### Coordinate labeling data
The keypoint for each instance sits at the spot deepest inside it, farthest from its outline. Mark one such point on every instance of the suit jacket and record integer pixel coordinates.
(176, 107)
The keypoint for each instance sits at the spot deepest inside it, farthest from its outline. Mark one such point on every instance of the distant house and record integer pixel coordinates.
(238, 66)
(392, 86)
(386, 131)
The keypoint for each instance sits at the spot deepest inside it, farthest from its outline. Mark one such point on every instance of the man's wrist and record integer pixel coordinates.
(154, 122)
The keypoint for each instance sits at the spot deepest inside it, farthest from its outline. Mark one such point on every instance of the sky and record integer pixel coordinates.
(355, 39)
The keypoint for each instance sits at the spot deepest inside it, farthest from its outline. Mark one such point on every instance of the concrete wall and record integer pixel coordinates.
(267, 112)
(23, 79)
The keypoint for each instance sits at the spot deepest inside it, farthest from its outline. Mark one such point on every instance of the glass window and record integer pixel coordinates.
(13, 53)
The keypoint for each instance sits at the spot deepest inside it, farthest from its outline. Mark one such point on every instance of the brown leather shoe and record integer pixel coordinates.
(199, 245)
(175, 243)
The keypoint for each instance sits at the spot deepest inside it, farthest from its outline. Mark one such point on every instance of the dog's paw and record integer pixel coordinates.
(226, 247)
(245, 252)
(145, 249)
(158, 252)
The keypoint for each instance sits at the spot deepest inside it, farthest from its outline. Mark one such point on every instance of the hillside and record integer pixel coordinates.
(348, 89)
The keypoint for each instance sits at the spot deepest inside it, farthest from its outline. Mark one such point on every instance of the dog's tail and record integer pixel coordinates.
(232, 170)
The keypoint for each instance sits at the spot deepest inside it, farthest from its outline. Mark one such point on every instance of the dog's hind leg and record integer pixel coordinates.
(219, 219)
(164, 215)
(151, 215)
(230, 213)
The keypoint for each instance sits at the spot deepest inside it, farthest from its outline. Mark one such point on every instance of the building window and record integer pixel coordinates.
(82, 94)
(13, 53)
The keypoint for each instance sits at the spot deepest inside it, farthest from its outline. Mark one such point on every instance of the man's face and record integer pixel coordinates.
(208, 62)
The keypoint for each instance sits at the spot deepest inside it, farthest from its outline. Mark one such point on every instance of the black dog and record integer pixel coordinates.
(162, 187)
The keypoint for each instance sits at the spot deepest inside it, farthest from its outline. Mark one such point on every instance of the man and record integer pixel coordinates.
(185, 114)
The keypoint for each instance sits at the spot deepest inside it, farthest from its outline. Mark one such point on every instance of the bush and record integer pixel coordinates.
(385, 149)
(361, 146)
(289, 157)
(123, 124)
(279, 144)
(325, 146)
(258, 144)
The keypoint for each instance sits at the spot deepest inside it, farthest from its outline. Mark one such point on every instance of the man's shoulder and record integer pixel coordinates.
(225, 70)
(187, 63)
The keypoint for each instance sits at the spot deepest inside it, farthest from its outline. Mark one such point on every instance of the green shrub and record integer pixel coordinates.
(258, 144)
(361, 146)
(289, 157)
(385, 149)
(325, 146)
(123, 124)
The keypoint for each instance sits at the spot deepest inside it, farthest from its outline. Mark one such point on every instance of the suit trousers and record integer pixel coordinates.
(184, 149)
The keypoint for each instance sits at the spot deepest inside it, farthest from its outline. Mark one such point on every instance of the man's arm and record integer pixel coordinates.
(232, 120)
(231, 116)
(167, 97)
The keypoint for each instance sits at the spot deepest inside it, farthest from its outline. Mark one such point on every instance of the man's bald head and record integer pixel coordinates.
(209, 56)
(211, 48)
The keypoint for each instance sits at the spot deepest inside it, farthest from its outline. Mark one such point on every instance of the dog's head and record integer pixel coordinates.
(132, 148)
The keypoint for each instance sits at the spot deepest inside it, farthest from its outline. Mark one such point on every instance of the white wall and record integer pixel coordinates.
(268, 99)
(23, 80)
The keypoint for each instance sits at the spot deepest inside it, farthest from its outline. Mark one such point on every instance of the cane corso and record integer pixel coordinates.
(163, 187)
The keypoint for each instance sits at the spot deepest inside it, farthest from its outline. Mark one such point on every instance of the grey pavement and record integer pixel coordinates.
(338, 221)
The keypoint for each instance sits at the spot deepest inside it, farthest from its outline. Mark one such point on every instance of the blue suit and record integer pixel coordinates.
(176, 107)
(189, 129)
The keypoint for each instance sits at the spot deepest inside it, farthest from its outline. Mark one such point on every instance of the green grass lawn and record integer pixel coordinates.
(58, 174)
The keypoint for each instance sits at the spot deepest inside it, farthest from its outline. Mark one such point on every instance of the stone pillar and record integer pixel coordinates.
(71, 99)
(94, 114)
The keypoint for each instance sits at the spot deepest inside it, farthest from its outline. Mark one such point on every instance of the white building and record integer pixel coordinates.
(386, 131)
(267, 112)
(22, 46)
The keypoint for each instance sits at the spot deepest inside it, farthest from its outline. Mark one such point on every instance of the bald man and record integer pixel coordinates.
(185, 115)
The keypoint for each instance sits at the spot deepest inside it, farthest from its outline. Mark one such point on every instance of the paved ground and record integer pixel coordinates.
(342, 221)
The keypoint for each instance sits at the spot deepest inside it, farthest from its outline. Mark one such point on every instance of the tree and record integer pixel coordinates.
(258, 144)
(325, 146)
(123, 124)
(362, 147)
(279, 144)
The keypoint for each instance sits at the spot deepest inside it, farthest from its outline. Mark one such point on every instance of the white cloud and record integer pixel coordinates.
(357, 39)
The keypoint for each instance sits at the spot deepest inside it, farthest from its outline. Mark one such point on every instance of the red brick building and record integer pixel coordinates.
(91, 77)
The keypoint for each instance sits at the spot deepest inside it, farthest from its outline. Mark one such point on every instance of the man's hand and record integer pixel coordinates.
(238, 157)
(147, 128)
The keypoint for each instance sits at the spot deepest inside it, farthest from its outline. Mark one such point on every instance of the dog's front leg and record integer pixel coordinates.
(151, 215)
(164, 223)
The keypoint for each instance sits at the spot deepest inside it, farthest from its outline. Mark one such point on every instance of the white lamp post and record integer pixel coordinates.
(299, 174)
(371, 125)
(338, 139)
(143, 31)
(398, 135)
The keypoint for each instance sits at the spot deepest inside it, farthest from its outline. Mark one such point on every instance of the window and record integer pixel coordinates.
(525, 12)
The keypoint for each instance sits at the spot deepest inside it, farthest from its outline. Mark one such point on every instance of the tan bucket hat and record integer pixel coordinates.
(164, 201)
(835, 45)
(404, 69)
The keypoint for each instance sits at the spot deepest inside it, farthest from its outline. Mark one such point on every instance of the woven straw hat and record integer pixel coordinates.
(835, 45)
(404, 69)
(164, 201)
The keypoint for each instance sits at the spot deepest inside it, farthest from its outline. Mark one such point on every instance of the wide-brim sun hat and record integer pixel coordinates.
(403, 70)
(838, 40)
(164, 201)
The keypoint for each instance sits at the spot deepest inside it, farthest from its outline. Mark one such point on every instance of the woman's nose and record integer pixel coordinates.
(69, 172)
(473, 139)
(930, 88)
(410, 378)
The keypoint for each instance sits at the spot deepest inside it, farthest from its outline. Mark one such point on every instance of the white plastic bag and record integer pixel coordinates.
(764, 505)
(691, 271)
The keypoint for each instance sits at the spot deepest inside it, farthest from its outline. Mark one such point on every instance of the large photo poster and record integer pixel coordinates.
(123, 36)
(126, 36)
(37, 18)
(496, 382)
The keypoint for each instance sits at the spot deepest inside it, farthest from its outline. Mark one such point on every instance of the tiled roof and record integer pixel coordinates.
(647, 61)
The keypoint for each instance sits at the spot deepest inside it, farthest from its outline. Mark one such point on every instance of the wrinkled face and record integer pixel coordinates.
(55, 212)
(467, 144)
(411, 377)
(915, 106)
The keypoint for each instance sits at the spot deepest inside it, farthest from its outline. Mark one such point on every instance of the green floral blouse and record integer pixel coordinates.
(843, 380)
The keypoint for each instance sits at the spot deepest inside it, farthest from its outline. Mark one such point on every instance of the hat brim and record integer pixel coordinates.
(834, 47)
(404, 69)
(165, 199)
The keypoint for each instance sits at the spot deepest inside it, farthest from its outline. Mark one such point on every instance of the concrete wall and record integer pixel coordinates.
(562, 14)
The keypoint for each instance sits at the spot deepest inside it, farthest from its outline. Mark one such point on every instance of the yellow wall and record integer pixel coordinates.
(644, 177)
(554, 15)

### Your goal
Transcribe everything from the line containing "brim and record integer pixel coordinates." down to the last of the lines above, reproducing each line without any change.

### Finished task
The keypoint for each instance sits at the spot deepest inside it, farthest from its outline. Mark one such point on every instance of the hat brim and record integer pixel coordinates.
(834, 47)
(404, 69)
(165, 199)
The keypoint for each instance sits at the spot deepest inside it, farthest from its outline. Mark one such point on every instance of the concrete wall and record integer pixel coordinates.
(562, 14)
The keypoint for each instance sits at the spot deepest inside it, farthest from its outline. Mark one such point on every instance of the yellow wall and record integer pixel coordinates.
(644, 177)
(554, 15)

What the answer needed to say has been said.